• [Trecho do texto]
>>>
—
O
que queres? O que buscas?
—
Eu
quero e busco a paz.
—
E
a tens procurado?
—
Sim,
muito. Incansavelmente.
—
Onde?
Como?
—
Aqui...
Ali... Nas prédicas dos religiosos, nas celebrações,
nos livros sagrados, nas
hagiografias dos homens santos, nos conselhos espirituais dos
padres e das madres do deserto, nas promessas dos inspirados, no canto dos
pássaros, no sorriso das crianças, na tranqüilidade dos
idosos, no amanhecer e no entardecer...
—
E
encontraste?
—
Não;
quando penso que encontrei a paz, ela se desfaz como um castelo de cartas.
Dura um breve instante, um momento... Como um orgasmo!
—
Pois
é; compreendo. Como a maioria das pessoas, tu buscas e queres encontrar
a paz nas coisas, nas manifestações,
nas realidades
existentes, do lado de fora, no teatro da vida,
no vai-e-vem, no fluxo e no contrafluxo, a jusante e a montante, enfim,
nos contentamentos efêmeros. Desta forma, ela jamais será encontrada.
Como disse o Místico, Filósofo e Alquimista chinês Lao
Tsé, só a inexistência de qualquer desejo poderá
conduzir à paz interior, e querer a paz e
buscar a paz não deixam também
de ser
desejos.
—
Não
entendo. Não
é lícito querer e buscar a paz?
—
Sim,
sim, é lícito e justo, mas, presta atenção:
querer
e buscar
a
paz poderão, talvez, oportunizar
momentos exteriores
de paz,
que nada mais são do que reflexos fugazes, episódicos e transitórios
de uma harmonia interior – perdida (como a Palavra) ou esquecida (como
a Eterna Vida) – que
aflora, mas, que não se mantém; breve como um orgasmo, como
tu bem o disseste. Esses momentos não
deixam de ser e de equivaler a
uma angustiante saudade metafísica idealizada, mas, irrealizada de
forma duradoura e estável. A verdadeira paz – a paz profunda
– só poderá ser conhecida e vivenciada em sua plenitude
interiormente, independente de quaisquer condições exteriores
e objetivas. Então, desafiando a opinião consabida e por mais
paradoxal que possa parecer, afirmo: querer e buscar a paz não conduzirão
à paz, que, efetivamente, é paz e não é paz!
—
Como
assim?
Paz que é paz e que não é paz?
—
Melhor
do que ensinar ou definir este tipo de paz – que é
paz e que não é paz
–
pois,
realmente, isto é impossível, vou te ensinar um experimento
muito fácil de ser executado, que, quanto mais for repetido, mais
fará com que te aproximes da paz interior que tanto queres e buscas
encontrar. Faz o seguinte: bebe um pouco de água, senta confortavelmente,
relaxa e emite o OM ou o mantra de tua preferência algumas
vezes.
<<<
• [Material apresentado]
>>>
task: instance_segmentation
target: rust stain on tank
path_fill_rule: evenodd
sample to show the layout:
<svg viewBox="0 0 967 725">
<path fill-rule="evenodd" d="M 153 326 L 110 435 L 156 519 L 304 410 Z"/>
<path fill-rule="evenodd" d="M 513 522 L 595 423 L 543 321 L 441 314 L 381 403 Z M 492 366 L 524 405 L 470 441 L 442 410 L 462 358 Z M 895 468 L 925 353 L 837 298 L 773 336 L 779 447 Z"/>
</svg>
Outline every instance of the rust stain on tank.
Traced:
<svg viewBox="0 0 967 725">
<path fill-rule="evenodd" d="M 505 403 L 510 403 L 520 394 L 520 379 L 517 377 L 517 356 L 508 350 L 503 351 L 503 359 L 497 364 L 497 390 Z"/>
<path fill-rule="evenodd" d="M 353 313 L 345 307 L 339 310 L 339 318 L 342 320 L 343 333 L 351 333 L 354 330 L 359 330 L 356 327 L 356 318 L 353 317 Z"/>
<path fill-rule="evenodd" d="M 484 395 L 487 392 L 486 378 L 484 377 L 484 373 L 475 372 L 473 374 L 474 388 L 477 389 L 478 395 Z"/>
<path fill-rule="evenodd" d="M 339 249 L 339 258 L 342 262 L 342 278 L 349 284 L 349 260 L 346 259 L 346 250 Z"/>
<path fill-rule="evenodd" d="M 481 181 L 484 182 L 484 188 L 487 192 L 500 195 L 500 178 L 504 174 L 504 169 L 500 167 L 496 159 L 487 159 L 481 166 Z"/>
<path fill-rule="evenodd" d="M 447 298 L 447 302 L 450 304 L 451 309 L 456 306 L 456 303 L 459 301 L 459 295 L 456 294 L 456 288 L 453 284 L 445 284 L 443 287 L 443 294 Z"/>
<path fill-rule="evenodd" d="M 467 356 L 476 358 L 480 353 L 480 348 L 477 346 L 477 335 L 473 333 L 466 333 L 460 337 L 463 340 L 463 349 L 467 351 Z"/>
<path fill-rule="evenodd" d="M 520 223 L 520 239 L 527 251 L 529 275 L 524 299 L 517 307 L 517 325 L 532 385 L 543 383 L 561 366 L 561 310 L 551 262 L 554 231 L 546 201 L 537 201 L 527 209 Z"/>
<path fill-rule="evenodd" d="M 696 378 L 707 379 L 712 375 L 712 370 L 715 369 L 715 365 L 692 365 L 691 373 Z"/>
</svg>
<<<
• [Exercício escrito] Diga se cada afirmação abaixo está de acordo com o diálogo sobre a paz, respondendo sim ou não e citando literalmente as palavras do diálogo que decidem a resposta. (a) Quem busca a paz relata que, quando pensa tê-la encontrado, ela dura apenas um breve instante. (b) No diálogo, afirma-se que querer e buscar a paz conduzirão à paz. (c) O experimento ensinado começa com beber um pouco de água.

• [O resultado]
(a) Sim: "Dura um breve instante, um momento".
(b) Não: "querer e buscar a paz não conduzirão à paz".
(c) Sim: "Faz o seguinte: bebe um pouco de água".